▶ **WRITTEN TASK**:
Copy each line below exactly and leave the pictures out.

(Records excerpted from a collection)
_ _ _ _ _

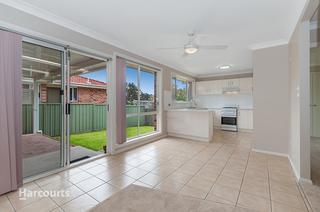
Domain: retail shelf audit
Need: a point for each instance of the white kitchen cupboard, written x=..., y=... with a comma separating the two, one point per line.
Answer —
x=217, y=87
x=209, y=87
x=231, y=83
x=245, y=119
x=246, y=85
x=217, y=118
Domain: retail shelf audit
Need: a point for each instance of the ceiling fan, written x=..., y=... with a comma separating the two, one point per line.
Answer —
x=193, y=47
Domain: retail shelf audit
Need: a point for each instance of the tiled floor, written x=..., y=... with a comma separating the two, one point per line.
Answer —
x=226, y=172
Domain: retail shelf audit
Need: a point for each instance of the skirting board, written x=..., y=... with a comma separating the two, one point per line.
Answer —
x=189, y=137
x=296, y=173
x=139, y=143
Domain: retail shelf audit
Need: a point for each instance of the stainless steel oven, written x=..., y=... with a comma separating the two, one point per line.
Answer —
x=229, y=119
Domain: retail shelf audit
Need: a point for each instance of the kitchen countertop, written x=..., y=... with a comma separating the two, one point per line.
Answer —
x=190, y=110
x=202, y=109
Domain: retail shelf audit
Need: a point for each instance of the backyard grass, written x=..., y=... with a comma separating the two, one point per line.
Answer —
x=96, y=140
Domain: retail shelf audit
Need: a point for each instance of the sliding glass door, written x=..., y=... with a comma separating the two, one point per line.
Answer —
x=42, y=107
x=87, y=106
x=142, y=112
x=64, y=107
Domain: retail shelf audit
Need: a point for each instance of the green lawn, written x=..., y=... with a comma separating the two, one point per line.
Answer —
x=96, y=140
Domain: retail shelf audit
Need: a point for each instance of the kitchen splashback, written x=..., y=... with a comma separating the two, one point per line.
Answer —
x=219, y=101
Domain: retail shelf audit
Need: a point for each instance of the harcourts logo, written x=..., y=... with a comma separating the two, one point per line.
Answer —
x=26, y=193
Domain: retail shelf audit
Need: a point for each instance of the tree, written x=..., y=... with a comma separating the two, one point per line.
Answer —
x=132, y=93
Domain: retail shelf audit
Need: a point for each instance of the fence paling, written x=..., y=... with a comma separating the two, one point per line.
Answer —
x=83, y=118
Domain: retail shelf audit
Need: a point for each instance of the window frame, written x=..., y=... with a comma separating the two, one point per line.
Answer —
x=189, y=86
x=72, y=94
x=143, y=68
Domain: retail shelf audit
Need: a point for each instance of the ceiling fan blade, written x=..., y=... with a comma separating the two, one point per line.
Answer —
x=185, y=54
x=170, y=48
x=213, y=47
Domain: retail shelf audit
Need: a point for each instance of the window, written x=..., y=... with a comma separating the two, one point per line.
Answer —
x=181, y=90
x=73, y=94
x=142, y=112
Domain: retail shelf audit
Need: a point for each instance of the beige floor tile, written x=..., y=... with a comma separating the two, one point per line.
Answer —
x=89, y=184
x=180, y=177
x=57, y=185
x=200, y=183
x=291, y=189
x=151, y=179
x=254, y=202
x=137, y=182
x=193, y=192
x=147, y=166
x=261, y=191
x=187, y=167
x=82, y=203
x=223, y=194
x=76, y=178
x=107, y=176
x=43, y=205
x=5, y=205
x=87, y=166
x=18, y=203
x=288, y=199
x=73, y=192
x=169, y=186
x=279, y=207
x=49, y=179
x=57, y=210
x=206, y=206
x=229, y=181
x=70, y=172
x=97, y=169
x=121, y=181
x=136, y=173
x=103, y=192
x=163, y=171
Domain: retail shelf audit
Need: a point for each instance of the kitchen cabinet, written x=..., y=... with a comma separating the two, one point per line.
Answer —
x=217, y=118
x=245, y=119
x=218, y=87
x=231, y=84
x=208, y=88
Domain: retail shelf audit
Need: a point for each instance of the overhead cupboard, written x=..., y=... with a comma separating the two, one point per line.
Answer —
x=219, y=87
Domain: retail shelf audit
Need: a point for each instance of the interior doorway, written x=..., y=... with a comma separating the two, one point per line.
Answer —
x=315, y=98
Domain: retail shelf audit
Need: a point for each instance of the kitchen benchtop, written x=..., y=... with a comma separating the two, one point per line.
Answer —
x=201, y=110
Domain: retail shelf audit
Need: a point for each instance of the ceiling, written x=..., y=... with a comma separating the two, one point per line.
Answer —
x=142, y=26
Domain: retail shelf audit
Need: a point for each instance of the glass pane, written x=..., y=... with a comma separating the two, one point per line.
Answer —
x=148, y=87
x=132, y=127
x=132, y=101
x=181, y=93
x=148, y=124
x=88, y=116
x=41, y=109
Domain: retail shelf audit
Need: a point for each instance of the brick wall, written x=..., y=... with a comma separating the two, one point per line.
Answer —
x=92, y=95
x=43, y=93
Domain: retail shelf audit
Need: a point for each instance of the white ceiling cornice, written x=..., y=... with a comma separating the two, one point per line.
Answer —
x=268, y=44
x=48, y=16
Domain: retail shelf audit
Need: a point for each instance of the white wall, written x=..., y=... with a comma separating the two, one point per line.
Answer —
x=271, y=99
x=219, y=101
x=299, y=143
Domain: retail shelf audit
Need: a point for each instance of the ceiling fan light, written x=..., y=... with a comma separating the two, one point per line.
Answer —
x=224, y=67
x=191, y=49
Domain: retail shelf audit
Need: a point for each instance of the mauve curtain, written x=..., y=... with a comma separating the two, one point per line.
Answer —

_ _ _ _ _

▶ **ANSWER TO THIS EXERCISE**:
Domain: retail shelf audit
Need: a point for each instance of the white kitchen cupboard, written x=..., y=... with a comma separating the two, one point per line.
Answer —
x=217, y=87
x=209, y=87
x=231, y=83
x=245, y=119
x=246, y=85
x=217, y=118
Domain: retail shelf audit
Need: a point for each instance of the ceiling fan, written x=..., y=... with a comma separating the two, one point per line.
Answer —
x=193, y=47
Domain: retail shelf audit
Need: a point for each instance of the tiled floor, written x=..., y=... with a comma separating the two, one point per line.
Answer —
x=226, y=172
Domain: retail shelf audit
Need: a point for each instance of the skirting board, written x=..., y=... with a comma separating the two, one point per line.
Answer —
x=189, y=137
x=296, y=173
x=139, y=143
Domain: retail shelf audit
Need: a point for each instance of the stainless steel oven, written x=..., y=... with a comma separating the two, one point per line.
Answer —
x=229, y=119
Domain: retail shelf audit
Need: a point for each instance of the kitchen countertop, written x=..., y=... with a comma separating the two, one point per line.
Answer —
x=190, y=110
x=202, y=109
Domain: retail shelf audit
Need: a point for each instance of the backyard grass, written x=..., y=... with a comma separating the two, one point per line.
Answer —
x=96, y=140
Domain: retail shelf audit
Need: a point for each instance of the sliding glass door, written x=..., y=... with a comma separating the two, one point per line.
Answer —
x=42, y=107
x=87, y=106
x=142, y=112
x=64, y=107
Domain: retail shelf audit
Need: a point for each instance of the green lawn, written x=..., y=... with a comma separating the two, one point per line.
Answer —
x=96, y=140
Domain: retail shelf audit
Need: a point for each instance of the kitchen splashback, written x=..., y=... with a comma separating the two, one point per line.
Answer —
x=219, y=101
Domain: retail shelf audit
Need: a point for each instance of the harcourts logo, written x=..., y=... with a comma separating the two, one point per line.
Answer —
x=26, y=193
Domain: retail shelf audit
Need: a point for each instance of the tree, written x=..., y=... with a comma separating the two, one point per line.
Answer —
x=132, y=93
Domain: retail shelf audit
Need: a point for each instance of the fence paling, written x=..., y=... with a comma separating the two, one point per line.
Answer —
x=83, y=118
Domain: retail shelf audit
Need: a point for each instance of the window frame, written x=..., y=... with a comma separating the two, one point per line.
Answer —
x=189, y=86
x=72, y=94
x=143, y=68
Domain: retail shelf audit
Need: a point for each instance of the ceiling fan blade, written x=..., y=... with a comma separating the two, one point per line.
Answer —
x=185, y=54
x=170, y=48
x=213, y=47
Domain: retail shelf audit
Need: a point for each instance of the window, written x=..., y=... with a comma separating the two, one point per line.
Answer —
x=181, y=90
x=73, y=94
x=142, y=112
Domain: retail shelf audit
Need: a point for each instance of the beige floor tile, written x=..., y=... with a comma separating the two, one point per line.
Answer —
x=89, y=184
x=180, y=177
x=57, y=185
x=200, y=183
x=291, y=189
x=151, y=179
x=254, y=202
x=137, y=182
x=193, y=192
x=147, y=166
x=261, y=191
x=187, y=167
x=82, y=203
x=223, y=194
x=76, y=178
x=107, y=176
x=43, y=205
x=5, y=205
x=87, y=166
x=18, y=203
x=288, y=199
x=73, y=192
x=169, y=186
x=279, y=207
x=49, y=179
x=57, y=210
x=206, y=206
x=229, y=181
x=70, y=172
x=97, y=169
x=121, y=181
x=136, y=173
x=103, y=192
x=163, y=171
Domain: retail shelf audit
Need: a point for each instance of the kitchen cabinet, written x=..., y=... with a comma separating the two, one point per line.
Answer —
x=217, y=118
x=245, y=119
x=218, y=87
x=231, y=84
x=208, y=88
Domain: retail shelf audit
Need: a point for each instance of the overhead cupboard, written x=..., y=... with a comma separating the two, one point per line.
Answer —
x=219, y=87
Domain: retail shelf audit
Need: a point for each instance of the interior doorway, written x=..., y=... with a comma separating the two, one point per line.
Answer —
x=315, y=98
Domain: retail shelf audit
Need: a point for each instance of the kitchen benchtop, written x=..., y=... with a comma separating the two, one point per line.
Answer —
x=201, y=110
Domain: retail shelf audit
Need: a point for each instance of the ceiling, written x=..., y=... with a comma separating the two, one point per line.
Answer —
x=142, y=26
Domain: retail shelf audit
Need: a point for each instance of the glass pane, written x=..., y=... with a comma separating the two, one point per line.
Answer —
x=148, y=87
x=132, y=127
x=132, y=101
x=181, y=93
x=148, y=124
x=88, y=116
x=41, y=109
Domain: retail shelf audit
Need: a point for each instance of the brick wall, written x=..., y=... with a comma separating the two, one point per line.
Answer —
x=92, y=95
x=43, y=93
Domain: retail shelf audit
Need: a point for each instance of the white ceiling cornice, written x=..., y=... with a comma separating the two, one point per line.
Answer —
x=268, y=44
x=48, y=16
Domain: retail shelf audit
Need: a point for each instance of the white wall, written x=..., y=... with a comma separating the two, one point per line.
Answer —
x=271, y=99
x=219, y=101
x=299, y=143
Domain: retail shelf audit
Need: a point for each instance of the ceiling fan light, written x=..., y=... with a comma separating the two, one point per line.
Answer —
x=224, y=67
x=191, y=49
Domain: retail shelf audit
Need: a point for each instance of the mauve curtain, written x=..., y=... with a comma separating the two, one point per line.
Answer —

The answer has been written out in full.